Records supplied below:

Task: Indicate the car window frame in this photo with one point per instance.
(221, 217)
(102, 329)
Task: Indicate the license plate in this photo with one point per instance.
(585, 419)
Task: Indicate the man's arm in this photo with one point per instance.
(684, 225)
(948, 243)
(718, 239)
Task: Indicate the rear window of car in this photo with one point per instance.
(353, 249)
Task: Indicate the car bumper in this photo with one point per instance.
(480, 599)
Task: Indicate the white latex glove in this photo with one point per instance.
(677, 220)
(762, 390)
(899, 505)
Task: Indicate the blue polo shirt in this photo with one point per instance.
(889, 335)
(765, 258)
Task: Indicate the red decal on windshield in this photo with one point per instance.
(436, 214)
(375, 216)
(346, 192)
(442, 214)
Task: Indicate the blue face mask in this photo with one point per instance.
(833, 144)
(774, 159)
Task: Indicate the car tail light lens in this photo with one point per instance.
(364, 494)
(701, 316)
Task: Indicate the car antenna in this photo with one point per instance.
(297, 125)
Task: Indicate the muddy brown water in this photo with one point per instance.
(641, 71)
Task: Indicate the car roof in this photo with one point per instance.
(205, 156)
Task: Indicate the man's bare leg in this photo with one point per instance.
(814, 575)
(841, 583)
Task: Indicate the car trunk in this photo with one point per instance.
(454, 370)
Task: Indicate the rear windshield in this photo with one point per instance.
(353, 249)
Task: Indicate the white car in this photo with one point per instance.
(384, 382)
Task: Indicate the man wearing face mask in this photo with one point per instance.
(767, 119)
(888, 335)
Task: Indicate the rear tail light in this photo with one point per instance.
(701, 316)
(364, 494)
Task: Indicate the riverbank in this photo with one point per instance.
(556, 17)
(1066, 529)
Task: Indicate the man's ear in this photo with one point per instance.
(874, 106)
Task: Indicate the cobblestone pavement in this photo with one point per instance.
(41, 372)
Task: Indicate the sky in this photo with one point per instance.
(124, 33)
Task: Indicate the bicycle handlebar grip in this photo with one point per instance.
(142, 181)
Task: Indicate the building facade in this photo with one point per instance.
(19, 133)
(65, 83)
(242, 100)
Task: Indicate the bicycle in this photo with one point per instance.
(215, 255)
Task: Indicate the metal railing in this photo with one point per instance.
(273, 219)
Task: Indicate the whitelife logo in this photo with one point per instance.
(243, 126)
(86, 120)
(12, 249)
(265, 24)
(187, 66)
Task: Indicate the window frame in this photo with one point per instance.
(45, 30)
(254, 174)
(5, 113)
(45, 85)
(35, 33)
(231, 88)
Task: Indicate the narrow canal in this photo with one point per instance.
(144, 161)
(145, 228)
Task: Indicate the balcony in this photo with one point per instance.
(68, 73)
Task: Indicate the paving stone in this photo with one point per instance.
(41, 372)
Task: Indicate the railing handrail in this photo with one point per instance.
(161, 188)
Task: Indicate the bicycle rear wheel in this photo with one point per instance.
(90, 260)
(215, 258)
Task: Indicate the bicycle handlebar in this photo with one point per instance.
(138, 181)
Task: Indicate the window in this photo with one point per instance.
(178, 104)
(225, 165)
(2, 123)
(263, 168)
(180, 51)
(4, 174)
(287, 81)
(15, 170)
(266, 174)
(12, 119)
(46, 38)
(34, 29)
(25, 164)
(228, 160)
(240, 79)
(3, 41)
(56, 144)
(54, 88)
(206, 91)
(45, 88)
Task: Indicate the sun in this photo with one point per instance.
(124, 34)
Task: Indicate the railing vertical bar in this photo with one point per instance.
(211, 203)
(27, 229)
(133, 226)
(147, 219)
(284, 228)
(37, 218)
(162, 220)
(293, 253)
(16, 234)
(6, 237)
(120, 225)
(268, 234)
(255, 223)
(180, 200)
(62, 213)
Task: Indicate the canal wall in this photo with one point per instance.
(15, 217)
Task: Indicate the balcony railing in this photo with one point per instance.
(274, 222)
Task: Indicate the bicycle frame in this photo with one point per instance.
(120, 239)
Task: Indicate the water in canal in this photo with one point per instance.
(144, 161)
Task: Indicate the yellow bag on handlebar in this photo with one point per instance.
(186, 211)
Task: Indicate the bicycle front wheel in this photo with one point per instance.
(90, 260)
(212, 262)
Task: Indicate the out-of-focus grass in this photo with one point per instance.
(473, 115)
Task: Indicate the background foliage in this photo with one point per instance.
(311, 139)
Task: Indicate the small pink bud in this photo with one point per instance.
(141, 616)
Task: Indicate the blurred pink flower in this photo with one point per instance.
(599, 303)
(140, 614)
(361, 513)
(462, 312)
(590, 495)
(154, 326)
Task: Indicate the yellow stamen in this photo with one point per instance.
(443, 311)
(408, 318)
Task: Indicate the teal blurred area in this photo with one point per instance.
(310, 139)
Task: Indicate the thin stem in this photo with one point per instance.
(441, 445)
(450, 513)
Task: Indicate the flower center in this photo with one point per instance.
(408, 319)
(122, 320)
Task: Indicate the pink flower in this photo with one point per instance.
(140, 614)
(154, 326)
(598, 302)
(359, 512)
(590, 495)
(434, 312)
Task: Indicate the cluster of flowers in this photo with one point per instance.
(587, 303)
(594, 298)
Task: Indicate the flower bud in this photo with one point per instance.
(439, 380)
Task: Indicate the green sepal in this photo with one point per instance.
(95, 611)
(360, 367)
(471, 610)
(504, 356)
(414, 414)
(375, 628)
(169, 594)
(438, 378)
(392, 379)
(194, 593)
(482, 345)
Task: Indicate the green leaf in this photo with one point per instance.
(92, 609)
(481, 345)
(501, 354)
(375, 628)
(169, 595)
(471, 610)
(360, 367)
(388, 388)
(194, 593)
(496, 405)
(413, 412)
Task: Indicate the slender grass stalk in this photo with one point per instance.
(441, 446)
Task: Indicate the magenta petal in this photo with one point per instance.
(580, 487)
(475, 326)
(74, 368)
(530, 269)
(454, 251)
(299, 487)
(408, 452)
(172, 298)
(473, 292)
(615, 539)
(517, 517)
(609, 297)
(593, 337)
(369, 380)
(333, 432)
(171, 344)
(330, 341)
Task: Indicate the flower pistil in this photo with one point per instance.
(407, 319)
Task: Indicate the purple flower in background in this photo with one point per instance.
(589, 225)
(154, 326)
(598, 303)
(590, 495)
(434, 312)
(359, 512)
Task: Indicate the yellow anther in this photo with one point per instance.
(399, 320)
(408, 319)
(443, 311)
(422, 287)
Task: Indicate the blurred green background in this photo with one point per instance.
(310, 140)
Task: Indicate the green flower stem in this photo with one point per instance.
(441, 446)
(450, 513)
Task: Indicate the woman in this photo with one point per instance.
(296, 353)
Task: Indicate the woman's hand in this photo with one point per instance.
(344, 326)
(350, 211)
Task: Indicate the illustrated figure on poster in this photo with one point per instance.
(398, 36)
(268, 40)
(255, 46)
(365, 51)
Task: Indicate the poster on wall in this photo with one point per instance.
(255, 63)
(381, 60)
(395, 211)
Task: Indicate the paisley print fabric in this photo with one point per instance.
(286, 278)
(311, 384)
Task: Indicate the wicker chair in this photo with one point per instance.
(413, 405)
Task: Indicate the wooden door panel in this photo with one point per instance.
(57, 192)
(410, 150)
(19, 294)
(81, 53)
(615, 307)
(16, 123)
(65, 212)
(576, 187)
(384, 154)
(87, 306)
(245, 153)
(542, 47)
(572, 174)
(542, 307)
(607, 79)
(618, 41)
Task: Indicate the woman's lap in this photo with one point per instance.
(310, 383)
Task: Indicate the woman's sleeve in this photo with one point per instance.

End of Records supplied.

Problem description | Set down all the data exactly as given.

Response below |
Task: Indicate the car window frame in this photo with one point per instance.
(221, 217)
(102, 329)
Task: Indicate the license plate in this photo with one point per instance.
(585, 419)
Task: Indicate the man's arm in this photo with one point per instance.
(684, 225)
(948, 243)
(718, 239)
Task: Indicate the rear window of car in this photo with one point per instance.
(353, 249)
Task: Indicate the car bumper in this photo with one point per instance.
(480, 599)
Task: Indicate the white latex glove in this photo with one point per instance.
(677, 220)
(762, 390)
(899, 505)
Task: Indicate the blue polo shirt in this photo with one point per instance.
(889, 335)
(765, 258)
Task: Indicate the red decal on windshield in this photo with one point per instance.
(436, 214)
(375, 216)
(346, 192)
(442, 214)
Task: Indicate the blue face mask in this photo with one point per instance.
(833, 144)
(774, 159)
Task: Indicate the car tail light lens in this photo with one point per instance.
(364, 494)
(701, 316)
Task: Indicate the car antenna in this photo with one point per instance.
(297, 125)
Task: Indicate the muddy brown water in this photo with one point per instance.
(641, 71)
Task: Indicate the car roof in this photo with one point per instance.
(205, 156)
Task: Indicate the man's bare leg in this photo with one point per instance.
(814, 575)
(841, 583)
Task: Indicate the car trunk in this photo with one point per instance.
(454, 370)
Task: Indicate the rear windshield in this photo with one point per instance.
(353, 249)
Task: Indicate the white car in this photo with one point per instance.
(384, 382)
Task: Indicate the man wearing face mask in this photo with one point per instance.
(767, 119)
(888, 335)
Task: Indicate the rear tail light in this photo with one point per instance.
(701, 316)
(364, 494)
Task: Indicate the riverbank in this photo with one point per instance.
(556, 17)
(1066, 529)
Task: Indicate the man's ear in this photo with one point per instance.
(874, 106)
Task: Indicate the cobblestone pavement in this photo with one point per instance.
(41, 372)
Task: Indicate the sky in this photo with one point per instance.
(124, 33)
Task: Indicate the bicycle handlebar grip in this photo with one point per instance.
(142, 181)
Task: Indicate the building facade in this photo with one point per instance.
(19, 133)
(65, 83)
(242, 100)
Task: Indicate the bicycle in this photo with one point per instance.
(215, 255)
Task: Indicate the metal railing in this photo with one point per instance.
(273, 219)
Task: Indicate the whitelife logo in this photo with one point per instance.
(243, 126)
(86, 120)
(12, 249)
(265, 24)
(187, 66)
Task: Indicate the window frame in this photo with one point per instance.
(45, 30)
(254, 174)
(5, 113)
(45, 85)
(35, 33)
(231, 88)
Task: Indicate the narrow canal in this photo with one point per instance.
(144, 161)
(145, 228)
Task: Indicate the balcony in this photo with one point per instance.
(68, 73)
Task: Indicate the paving stone in this photo with one point per instance.
(41, 372)
Task: Indicate the railing handrail in this photo with one point per instance.
(161, 188)
Task: Indicate the bicycle rear wheel in this photo with one point per instance.
(90, 260)
(215, 258)
Task: Indicate the bicycle handlebar in this photo with one point per instance.
(138, 181)
Task: Indicate the window in this photo with one point per instance.
(178, 104)
(225, 165)
(2, 123)
(263, 168)
(180, 51)
(4, 174)
(287, 81)
(15, 170)
(266, 174)
(12, 119)
(46, 38)
(34, 29)
(25, 164)
(228, 160)
(240, 79)
(3, 41)
(56, 144)
(54, 88)
(206, 91)
(45, 88)
Task: Indicate the sun in this photo with one point per instance.
(124, 34)
Task: Indicate the railing vertical bar in this photo with one point per instance.
(211, 203)
(27, 229)
(133, 226)
(147, 219)
(284, 228)
(37, 218)
(162, 220)
(293, 253)
(16, 234)
(6, 237)
(120, 225)
(268, 234)
(255, 223)
(180, 200)
(62, 213)
Task: Indicate the canal wall in this photo with one point per instance.
(15, 217)
Task: Indicate the balcony railing in this photo with one point per instance.
(274, 222)
Task: Indicate the bicycle frame in this photo with one point per instance.
(120, 239)
Task: Indicate the water in canal in this photo with one point per instance.
(144, 161)
Task: Indicate the yellow bag on handlebar in this photo with one point per instance.
(186, 211)
Task: Indicate the bicycle front wheel in this photo with one point per instance.
(90, 260)
(212, 262)
Task: Indicate the out-of-focus grass in this photo with one point per instance.
(473, 115)
Task: Indicate the background foliage in this photo with one point per instance.
(311, 139)
Task: Indicate the small pink bud in this photo with one point per instance.
(141, 616)
Task: Indicate the blurred pink flower in this photo with one point per instance.
(599, 303)
(140, 614)
(361, 513)
(462, 312)
(590, 495)
(154, 326)
Task: Indicate the yellow stamen in this photo with one point per instance.
(443, 311)
(408, 318)
Task: Indicate the teal blurred area in this photo with one point per instance.
(310, 139)
Task: Indicate the thin stem in this photo with one point per instance.
(441, 445)
(450, 513)
Task: Indicate the flower center in this photo with one point per instance.
(408, 319)
(122, 320)
Task: Indicate the pink flower in this photo with one point per instance.
(140, 614)
(154, 326)
(598, 302)
(359, 512)
(590, 495)
(434, 312)
Task: Indicate the cluster of flowers in this photo with one point per instance.
(587, 303)
(594, 298)
Task: Indicate the flower bud in this photo with one point per instance.
(439, 380)
Task: Indicate the green sepal in this photo with one point per instance.
(95, 611)
(360, 367)
(471, 610)
(504, 356)
(414, 414)
(375, 628)
(169, 594)
(438, 378)
(392, 379)
(194, 593)
(482, 345)
Task: Indicate the green leaf in this photo with one point per instance.
(92, 609)
(481, 345)
(501, 354)
(375, 628)
(169, 595)
(471, 610)
(360, 367)
(388, 388)
(194, 593)
(496, 405)
(413, 412)
Task: Indicate the slender grass stalk in this photo with one point per instance.
(441, 446)
Task: Indicate the magenta petal in this photo with one point per instance.
(580, 487)
(475, 326)
(74, 368)
(530, 269)
(454, 251)
(299, 487)
(408, 452)
(172, 298)
(473, 292)
(615, 539)
(517, 517)
(609, 297)
(593, 337)
(369, 380)
(333, 432)
(171, 344)
(330, 341)
Task: Indicate the flower pistil in this photo with one point per instance.
(407, 319)
Task: Indicate the purple flower in background in this photo with one point per instance.
(589, 225)
(154, 326)
(598, 303)
(590, 495)
(434, 312)
(359, 512)
Task: Indicate the yellow anther in this photo with one point per instance.
(399, 320)
(408, 319)
(443, 311)
(422, 287)
Task: Indicate the blurred green background in this photo with one point per instance.
(310, 140)
Task: Indicate the green flower stem in this photo with one point per instance.
(441, 446)
(450, 513)
Task: Indicate the woman in this photo with one point per instance.
(296, 353)
Task: Indicate the woman's hand in this photo with one point per instance.
(344, 326)
(350, 211)
Task: Indicate the illustrated figure on poster in this photo with one point per instance.
(398, 36)
(268, 40)
(255, 46)
(365, 51)
Task: Indicate the poster on wall in this photo with one point per instance.
(255, 63)
(381, 60)
(395, 211)
Task: Indicate the paisley print fabric in this photo with one point per instance.
(286, 278)
(311, 384)
Task: Indicate the wicker chair in this photo with one point per instance.
(413, 405)
Task: Indicate the wooden door panel in this photo with one point per instance.
(57, 192)
(410, 150)
(19, 294)
(81, 53)
(615, 307)
(16, 123)
(65, 212)
(576, 187)
(384, 154)
(87, 306)
(245, 153)
(542, 47)
(572, 174)
(542, 307)
(607, 79)
(618, 41)
Task: Indicate the woman's lap in this photo with one point per instance.
(310, 383)
Task: Indicate the woman's sleeve in this photo with one point per instance.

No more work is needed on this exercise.